EXERCISE DETAILS:
Once you find the line with "red running track." in the entries below, return exactly every line from it through the line with "of stadium wall.".
*** DATA SECTION
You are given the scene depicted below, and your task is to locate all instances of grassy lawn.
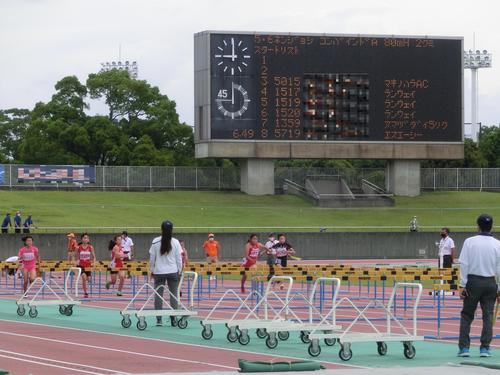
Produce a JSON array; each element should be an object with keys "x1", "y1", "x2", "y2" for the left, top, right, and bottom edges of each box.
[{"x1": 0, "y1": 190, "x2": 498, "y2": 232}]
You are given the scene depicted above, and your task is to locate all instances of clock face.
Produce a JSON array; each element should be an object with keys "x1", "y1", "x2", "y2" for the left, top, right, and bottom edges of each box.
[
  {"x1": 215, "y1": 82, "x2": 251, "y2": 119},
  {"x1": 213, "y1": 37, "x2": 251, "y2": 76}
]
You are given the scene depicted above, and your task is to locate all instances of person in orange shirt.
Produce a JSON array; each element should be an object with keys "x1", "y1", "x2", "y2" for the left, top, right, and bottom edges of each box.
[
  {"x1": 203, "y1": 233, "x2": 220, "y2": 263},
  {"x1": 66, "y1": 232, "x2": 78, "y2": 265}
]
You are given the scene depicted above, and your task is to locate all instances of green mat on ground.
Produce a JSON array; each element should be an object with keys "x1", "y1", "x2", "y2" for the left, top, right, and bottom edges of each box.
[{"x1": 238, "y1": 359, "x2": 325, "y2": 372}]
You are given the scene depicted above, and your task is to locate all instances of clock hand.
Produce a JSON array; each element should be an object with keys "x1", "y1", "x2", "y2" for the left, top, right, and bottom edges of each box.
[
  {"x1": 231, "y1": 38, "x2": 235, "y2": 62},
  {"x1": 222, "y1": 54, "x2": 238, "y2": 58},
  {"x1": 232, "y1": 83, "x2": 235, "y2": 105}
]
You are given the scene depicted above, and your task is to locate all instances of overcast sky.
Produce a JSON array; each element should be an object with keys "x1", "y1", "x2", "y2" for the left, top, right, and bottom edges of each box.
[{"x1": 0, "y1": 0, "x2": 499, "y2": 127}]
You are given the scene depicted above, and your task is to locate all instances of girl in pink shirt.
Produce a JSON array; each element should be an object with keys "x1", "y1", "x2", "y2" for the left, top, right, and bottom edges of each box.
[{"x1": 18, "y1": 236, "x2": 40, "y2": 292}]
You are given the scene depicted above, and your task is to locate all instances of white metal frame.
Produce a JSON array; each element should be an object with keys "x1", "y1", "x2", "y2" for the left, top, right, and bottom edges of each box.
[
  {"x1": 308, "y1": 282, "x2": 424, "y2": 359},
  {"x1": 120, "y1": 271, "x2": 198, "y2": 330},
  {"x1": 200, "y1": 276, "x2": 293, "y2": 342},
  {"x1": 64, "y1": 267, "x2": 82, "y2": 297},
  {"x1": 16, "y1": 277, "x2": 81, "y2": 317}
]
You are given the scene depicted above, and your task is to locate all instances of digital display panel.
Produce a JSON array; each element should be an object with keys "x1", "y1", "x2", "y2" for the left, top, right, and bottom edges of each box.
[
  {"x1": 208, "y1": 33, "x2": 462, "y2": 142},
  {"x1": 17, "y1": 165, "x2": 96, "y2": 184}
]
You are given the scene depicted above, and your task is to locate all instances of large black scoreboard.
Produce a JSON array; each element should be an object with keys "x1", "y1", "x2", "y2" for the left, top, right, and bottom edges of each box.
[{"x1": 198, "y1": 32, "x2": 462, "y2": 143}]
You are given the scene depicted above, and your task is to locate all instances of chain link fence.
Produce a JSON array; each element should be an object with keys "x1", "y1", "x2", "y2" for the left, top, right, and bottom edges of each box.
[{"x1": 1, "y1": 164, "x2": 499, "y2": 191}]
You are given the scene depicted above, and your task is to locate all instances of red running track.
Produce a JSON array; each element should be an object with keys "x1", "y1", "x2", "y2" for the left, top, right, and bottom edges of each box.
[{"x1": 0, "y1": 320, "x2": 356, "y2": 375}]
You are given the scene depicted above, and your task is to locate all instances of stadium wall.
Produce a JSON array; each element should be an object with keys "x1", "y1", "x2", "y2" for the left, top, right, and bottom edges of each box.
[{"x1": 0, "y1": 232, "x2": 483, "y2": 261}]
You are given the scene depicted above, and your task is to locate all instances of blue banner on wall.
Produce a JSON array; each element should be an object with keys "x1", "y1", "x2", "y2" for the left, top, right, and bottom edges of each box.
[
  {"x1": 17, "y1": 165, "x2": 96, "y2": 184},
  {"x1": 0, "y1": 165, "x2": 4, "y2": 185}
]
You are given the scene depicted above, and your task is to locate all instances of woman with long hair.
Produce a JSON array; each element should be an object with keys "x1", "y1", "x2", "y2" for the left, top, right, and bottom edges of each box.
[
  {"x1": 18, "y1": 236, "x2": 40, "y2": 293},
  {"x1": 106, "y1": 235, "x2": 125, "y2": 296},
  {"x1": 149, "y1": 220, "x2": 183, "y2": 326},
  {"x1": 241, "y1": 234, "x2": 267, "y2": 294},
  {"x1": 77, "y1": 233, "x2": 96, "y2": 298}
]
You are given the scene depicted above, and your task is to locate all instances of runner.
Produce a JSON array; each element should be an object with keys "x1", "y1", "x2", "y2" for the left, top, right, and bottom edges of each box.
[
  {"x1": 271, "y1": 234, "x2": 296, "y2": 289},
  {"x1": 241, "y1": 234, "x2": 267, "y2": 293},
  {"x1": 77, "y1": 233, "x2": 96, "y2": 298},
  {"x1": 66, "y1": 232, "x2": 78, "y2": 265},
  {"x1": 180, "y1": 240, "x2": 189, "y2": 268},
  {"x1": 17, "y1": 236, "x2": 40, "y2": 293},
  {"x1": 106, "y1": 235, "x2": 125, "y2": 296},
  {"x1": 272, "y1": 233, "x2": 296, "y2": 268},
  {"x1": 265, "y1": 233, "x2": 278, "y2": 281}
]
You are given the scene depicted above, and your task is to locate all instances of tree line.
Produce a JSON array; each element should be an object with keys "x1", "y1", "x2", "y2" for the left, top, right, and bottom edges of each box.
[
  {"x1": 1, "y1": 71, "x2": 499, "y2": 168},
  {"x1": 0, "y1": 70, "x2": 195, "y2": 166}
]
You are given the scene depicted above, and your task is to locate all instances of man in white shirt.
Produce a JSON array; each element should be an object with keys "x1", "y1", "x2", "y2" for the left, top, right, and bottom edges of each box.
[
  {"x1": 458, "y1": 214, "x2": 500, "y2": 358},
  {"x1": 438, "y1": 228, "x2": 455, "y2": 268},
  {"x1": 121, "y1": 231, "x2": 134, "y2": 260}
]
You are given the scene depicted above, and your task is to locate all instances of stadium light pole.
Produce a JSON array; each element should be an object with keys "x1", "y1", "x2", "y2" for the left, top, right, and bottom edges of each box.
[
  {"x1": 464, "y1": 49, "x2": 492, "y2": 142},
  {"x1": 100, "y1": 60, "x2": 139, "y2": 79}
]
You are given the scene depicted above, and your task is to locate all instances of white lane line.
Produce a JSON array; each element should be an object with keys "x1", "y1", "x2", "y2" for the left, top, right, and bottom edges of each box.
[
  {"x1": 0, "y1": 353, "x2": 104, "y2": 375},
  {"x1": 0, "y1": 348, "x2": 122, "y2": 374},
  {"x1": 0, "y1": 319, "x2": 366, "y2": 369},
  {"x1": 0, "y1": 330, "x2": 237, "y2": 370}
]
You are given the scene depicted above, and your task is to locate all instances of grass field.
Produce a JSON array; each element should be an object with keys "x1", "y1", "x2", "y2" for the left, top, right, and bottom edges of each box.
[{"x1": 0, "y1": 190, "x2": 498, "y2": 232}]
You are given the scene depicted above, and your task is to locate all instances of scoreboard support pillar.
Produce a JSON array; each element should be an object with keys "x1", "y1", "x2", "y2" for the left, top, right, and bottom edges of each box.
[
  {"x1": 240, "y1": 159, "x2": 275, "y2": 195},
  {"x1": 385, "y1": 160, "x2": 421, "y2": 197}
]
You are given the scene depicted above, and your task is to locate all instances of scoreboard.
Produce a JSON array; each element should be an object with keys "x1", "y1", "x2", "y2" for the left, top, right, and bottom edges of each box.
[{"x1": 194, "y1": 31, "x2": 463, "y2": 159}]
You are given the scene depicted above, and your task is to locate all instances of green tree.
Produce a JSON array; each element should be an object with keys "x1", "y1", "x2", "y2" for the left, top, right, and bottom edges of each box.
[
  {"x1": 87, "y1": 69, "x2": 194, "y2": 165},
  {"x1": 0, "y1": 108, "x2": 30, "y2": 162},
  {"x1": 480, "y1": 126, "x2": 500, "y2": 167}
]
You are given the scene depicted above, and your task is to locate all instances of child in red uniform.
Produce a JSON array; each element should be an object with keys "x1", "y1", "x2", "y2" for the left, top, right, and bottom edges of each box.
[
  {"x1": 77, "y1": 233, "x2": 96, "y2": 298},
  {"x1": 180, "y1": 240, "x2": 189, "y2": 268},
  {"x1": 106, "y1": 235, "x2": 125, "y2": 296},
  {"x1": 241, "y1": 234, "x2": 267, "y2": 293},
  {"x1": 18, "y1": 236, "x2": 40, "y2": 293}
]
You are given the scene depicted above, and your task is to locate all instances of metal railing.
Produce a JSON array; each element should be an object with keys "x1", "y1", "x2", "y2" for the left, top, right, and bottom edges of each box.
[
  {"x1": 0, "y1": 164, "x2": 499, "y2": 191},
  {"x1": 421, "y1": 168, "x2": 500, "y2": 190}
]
******
SOLUTION:
You are given the scene depicted above, and your task is to locate all instances of red running track.
Produce a JSON array; each element should be an object with keys "x1", "y1", "x2", "y2" for the left, top, right, and bottom edges of each box.
[{"x1": 0, "y1": 320, "x2": 356, "y2": 375}]
You are given the scene depicted above, and your task is to locate all instances of stadium wall.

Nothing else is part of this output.